_GIVEN EXERCISE_.
Return, unchanged, the stretch of the records below from the line containing "Mark one point on each instance of the flagpole" through the end of the records.

_INPUT MATERIAL_.
● ● ● ●
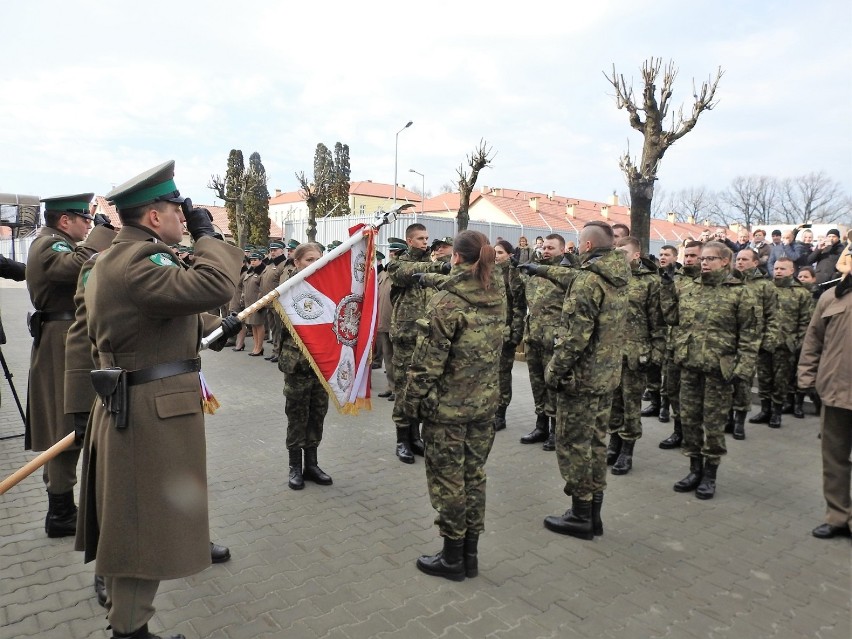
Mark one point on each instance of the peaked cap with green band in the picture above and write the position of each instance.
(78, 203)
(154, 185)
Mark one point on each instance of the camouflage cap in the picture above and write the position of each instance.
(154, 185)
(77, 204)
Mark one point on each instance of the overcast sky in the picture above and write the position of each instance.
(93, 92)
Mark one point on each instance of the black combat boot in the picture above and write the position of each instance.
(417, 445)
(624, 462)
(799, 405)
(296, 481)
(597, 524)
(471, 554)
(403, 447)
(539, 433)
(142, 633)
(500, 418)
(613, 448)
(739, 424)
(707, 488)
(775, 416)
(577, 521)
(763, 416)
(61, 520)
(691, 481)
(653, 408)
(447, 563)
(312, 470)
(787, 406)
(664, 415)
(729, 423)
(550, 444)
(675, 439)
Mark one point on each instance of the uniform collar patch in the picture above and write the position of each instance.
(162, 259)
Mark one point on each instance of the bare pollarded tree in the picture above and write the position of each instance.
(648, 116)
(480, 158)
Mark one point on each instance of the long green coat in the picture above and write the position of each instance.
(143, 505)
(53, 266)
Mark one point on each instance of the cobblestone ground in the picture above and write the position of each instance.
(338, 561)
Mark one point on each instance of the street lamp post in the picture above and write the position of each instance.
(422, 188)
(395, 155)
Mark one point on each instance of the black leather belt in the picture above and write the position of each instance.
(161, 371)
(58, 316)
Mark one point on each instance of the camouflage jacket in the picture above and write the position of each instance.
(454, 374)
(718, 327)
(516, 301)
(645, 331)
(544, 301)
(793, 313)
(766, 300)
(589, 340)
(408, 298)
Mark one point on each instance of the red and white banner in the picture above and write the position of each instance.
(332, 316)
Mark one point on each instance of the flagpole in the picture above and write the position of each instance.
(386, 218)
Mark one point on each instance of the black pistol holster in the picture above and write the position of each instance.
(111, 386)
(34, 324)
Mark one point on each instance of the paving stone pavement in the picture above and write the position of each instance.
(338, 562)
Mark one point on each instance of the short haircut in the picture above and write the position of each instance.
(557, 237)
(631, 242)
(413, 228)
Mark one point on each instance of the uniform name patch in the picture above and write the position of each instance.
(162, 259)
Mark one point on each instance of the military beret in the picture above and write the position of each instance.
(77, 204)
(154, 185)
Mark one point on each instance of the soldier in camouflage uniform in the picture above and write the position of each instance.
(457, 350)
(716, 344)
(748, 265)
(584, 371)
(671, 371)
(776, 365)
(306, 398)
(643, 345)
(544, 300)
(516, 311)
(409, 303)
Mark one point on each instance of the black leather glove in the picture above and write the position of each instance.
(103, 220)
(199, 223)
(231, 325)
(80, 422)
● ● ● ●
_RESPONSE FOR THIS EXERCISE_.
Mark one point on each instance of the flagpole in the picture above and write the position of each instance.
(386, 218)
Mark one point on each instance of the black pistol holster in the picture above and write the position of each instance.
(111, 386)
(34, 324)
Mark one point on each instance of the paving stone pavement in the picture above and write the position of each instance.
(338, 562)
Mark one point on each instance of the short haircut in the picture above and write the position of each instance.
(557, 237)
(631, 242)
(413, 228)
Mark one point on each instance of the uniform name patch in the picture above and write the position of each instance.
(162, 259)
Mark one point on each instance of the military beret in the picture above and write the position of each instance.
(77, 204)
(154, 185)
Mark one point on each instance of the soldier in camouflage uniform in the picture above and write the position of each instance.
(457, 350)
(716, 344)
(748, 265)
(584, 371)
(671, 371)
(776, 365)
(306, 398)
(643, 345)
(544, 300)
(516, 311)
(409, 303)
Mark one point on each instance of the black leather glove in the picture above and write the position of each instance.
(103, 220)
(199, 223)
(231, 325)
(80, 422)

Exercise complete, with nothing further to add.